Восприятие музыки часто зависит от того, при каких условиях ее слышишь. Так звучащий в этом эпизоде бодрый марш только усиливает настроение грусти и тревоги.
Врываются на сцену и другие шумы: предотъездная суматоха и равнодушные грубо веселые «голоса, звук волчка, удары большого мячика о пол, шум катающегося по полу деревянного шара. Изредка хохот (выделяется бас)»**. Но эти, чуждые лирической грусти звуки в конце пьесы отступают. Тоска в минуту расставания и светлые мечты в финале спектакля важнее. Поэтому режиссер убирает все бытовые шумы, звучат только слова Ольги да удаляющийся оркестр.
Так Станиславский, раскрывая и акцентируя мысли автора, воплощал на сцене целостное движение жизни героев. И огромную роль в этом играло многоплановое, но единое на весь спектакль звуковое его решение.
Режиссерская разработка пьес Чехова Станиславским была не чем иным, как звуковым сценарием. Требовать такой сценарий от автора, пишущего для театра, видимо, не следует.
Драматург же, работающий для кино, вероятно, обязан представлять звуковой киносценарий, а не пьесу, как это зачастую бывает.
Второй пример — сценарий В. Вишневского «Мы из Кронштадта». Необходимо, во-первых, отметить, что звуковые образы были уже в его замысле. «Кронштадт… Матросы на берегу. Парк. Тема вальса или старой песни. Гул орудий вдали… Статика колоссальных форм. Гранит… Звуки, как вздохи огромного существа» ***. Так сказано в набросках к сценарию.
* А. П. Чехов, Собрание сочинений, т. 9, стр. 401.
** К. С. Станиславский, Режиссерский экземпляр «Трех сестер, стр. 660—661. *** «Вопросы кинодраматургии», вып. 1, стр, 91 и 94.

### ДАННЫЕ

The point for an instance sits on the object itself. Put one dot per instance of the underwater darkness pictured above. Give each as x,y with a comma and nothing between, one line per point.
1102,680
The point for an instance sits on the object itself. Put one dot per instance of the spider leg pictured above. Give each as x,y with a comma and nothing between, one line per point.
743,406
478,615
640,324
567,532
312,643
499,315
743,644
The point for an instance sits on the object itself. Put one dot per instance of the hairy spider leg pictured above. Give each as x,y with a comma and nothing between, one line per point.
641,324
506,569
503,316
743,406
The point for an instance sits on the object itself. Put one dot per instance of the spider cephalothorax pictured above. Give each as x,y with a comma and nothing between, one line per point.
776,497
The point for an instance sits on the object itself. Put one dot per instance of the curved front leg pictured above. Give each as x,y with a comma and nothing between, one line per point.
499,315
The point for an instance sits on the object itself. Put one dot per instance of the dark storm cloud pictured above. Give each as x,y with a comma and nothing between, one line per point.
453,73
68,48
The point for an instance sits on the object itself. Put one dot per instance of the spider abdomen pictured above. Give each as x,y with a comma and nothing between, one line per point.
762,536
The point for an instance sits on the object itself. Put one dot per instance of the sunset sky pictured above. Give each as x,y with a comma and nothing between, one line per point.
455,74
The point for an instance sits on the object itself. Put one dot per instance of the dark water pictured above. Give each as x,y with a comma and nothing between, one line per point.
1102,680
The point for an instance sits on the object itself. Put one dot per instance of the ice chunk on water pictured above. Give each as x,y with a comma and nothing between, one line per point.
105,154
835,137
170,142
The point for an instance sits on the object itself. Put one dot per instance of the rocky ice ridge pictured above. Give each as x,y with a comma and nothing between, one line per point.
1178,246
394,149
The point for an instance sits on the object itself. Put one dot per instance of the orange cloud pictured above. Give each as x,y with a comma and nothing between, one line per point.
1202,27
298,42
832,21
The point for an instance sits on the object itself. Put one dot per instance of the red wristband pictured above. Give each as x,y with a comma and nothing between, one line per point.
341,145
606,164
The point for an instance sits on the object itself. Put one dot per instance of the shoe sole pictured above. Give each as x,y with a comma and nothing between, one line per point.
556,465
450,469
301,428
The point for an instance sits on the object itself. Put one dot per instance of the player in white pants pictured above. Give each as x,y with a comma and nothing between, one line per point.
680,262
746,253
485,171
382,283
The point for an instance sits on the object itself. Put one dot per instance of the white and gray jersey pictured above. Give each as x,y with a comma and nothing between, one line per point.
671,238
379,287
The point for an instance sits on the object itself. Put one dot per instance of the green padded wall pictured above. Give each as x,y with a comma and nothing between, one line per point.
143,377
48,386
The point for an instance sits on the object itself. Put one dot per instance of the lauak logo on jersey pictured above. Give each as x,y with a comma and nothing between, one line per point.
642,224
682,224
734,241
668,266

### ЗАДАНИЯ
a - Измените фрагмент текста о звуковом решении спектаклей: приведите его целиком, начиная со слов «Драматург же, работающий» и заканчивая словами «набросках к сценарию.», и замените в нем «Драматург» на «Сценарист».
b - Перескажите короче абзац текста о звуковом решении спектаклей, который начинается словами «Врываются на сцену и другие шумы», сохранив его главные факты.
c - Продолжите рассуждение о звуковом решении в театре и кино, начав сразу после последнего абзаца основного текста.

### ОТВЕТЫ К ЗАДАНИЯМ
a -
Сценарист же, работающий для кино, вероятно, обязан представлять звуковой киносценарий, а не пьесу, как это зачастую бывает.
Второй пример — сценарий В. Вишневского «Мы из Кронштадта». Необходимо, во-первых, отметить, что звуковые образы были уже в его замысле. «Кронштадт… Матросы на берегу. Парк. Тема вальса или старой песни. Гул орудий вдали… Статика колоссальных форм. Гранит… Звуки, как вздохи огромного существа» ***. Так сказано в набросках к сценарию.

b - На сцене звучат и другие шумы: предотъездная суматоха, голоса, звук волчка, удары мячика о пол, шум катающегося шара, изредка хохот. В конце пьесы эти чуждые лирической грусти звуки отступают, так как тоска расставания и светлые мечты в финале важнее. Поэтому режиссер убирает все бытовые шумы, и остаются только слова Ольги и удаляющийся оркестр.

c -
Работая с режиссером и внимательно следя за развитием молодой звуковой кинематографии, Всеволод Вишневский постоянно думал о звуковом решении этой темы. Сам материал жизни доблестного Балтийского флота первых лет революции подсказывал форму сценария. Героической поэмой представлялся Вишневскому будущий фильм. «Судьба революции, судьба города (Питера), судьба народа» — вот что должно было лежать в сюжетной основе этой поэмы. Форма большого и многопланового кинематографического полотна диктовала и принцип его звукового решения. Вот запись в дневнике:
«О звуке. Изучение фильмов показывает, что немое кино давало интим. Звуковое кино в массе нарушает это. Оно дает вторжение звука в лоб, форте. Надо найти теплоту, игру звука, от интима, пианиссимо до форте. Надо дать два-три-четыре плана звуков, добиваться полифонии… Звук должен быть органическим игровым компонентом. Он должен по-особому окрашивать действие, вторгаться как драматический элемент…»*—такова была общая установка автора.
Но и при доработке сценария и уже во время съемок фильма Вс. Вишневский принимал активнейшее участие в конкретных поисках и выполнении звуковой разработки каждого эпизода.
Вряд ли можно встретить другого такого автора, который бы так настойчиво, так дотошно заботился о звуковом решении своего сценария. Его письма к режиссеру Е. Дзигану буквально пестрят напоминаниями, практическими советами и предложениями специально по звуку.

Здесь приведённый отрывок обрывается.